Excerpts of location labeling data
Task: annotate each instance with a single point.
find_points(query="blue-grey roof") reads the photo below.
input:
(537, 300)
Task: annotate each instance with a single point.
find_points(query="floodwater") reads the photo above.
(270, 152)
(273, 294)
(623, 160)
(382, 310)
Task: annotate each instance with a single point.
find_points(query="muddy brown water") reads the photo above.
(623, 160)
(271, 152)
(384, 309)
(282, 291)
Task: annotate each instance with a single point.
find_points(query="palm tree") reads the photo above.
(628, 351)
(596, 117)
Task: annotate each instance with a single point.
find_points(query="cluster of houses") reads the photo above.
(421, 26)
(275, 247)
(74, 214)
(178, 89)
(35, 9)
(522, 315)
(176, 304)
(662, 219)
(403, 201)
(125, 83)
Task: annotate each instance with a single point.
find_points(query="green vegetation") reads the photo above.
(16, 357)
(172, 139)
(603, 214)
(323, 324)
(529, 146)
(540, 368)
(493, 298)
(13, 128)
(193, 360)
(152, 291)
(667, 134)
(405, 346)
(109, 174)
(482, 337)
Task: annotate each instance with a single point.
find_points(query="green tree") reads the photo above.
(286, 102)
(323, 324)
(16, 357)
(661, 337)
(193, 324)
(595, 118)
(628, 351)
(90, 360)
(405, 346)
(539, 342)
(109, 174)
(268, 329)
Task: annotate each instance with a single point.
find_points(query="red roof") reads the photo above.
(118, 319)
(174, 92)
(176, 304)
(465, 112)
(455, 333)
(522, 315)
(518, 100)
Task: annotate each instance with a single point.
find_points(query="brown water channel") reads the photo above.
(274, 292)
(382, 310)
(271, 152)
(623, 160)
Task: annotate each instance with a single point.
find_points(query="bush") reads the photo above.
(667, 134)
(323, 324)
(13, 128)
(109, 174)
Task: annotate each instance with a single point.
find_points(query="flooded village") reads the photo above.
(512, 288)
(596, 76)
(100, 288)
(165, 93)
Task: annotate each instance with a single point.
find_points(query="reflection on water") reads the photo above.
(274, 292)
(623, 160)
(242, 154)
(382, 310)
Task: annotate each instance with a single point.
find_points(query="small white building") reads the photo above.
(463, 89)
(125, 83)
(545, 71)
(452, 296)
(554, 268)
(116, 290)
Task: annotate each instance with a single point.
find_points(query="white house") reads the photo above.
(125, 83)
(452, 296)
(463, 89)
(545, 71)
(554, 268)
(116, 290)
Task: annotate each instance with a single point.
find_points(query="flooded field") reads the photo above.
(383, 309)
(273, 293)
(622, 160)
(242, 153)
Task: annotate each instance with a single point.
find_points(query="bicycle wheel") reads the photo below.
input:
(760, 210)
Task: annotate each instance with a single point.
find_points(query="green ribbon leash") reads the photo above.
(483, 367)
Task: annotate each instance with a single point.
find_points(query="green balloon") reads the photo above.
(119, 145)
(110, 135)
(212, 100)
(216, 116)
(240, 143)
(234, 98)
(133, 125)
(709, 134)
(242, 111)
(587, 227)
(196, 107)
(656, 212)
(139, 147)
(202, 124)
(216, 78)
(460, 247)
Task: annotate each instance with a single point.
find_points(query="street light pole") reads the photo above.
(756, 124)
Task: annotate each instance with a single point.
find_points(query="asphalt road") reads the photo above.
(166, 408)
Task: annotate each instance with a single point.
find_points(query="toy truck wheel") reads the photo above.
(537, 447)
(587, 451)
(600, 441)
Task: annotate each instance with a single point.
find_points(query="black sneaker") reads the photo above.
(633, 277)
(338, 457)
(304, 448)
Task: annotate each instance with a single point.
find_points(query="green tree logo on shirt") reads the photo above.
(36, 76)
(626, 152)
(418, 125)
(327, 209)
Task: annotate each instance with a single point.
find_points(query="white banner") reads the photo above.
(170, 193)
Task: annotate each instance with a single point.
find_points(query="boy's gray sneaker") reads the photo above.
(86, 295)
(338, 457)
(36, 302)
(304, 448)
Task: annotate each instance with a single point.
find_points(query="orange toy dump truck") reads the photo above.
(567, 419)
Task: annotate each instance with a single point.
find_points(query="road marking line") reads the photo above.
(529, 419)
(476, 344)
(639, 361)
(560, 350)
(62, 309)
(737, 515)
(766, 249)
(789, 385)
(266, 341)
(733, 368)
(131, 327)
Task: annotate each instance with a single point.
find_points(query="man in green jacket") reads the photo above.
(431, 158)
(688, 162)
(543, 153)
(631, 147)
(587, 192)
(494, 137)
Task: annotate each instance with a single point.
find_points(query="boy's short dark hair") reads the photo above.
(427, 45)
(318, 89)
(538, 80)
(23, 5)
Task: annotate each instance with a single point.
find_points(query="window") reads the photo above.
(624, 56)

What needs to be done: Find each line in the rows above that contains the string "flooded" and copy it out, treating uppercase and lowercase as different.

Response for this exercise:
find_points(query="flooded village") reads the photo above.
find_points(query="flooded field") reads the photo above.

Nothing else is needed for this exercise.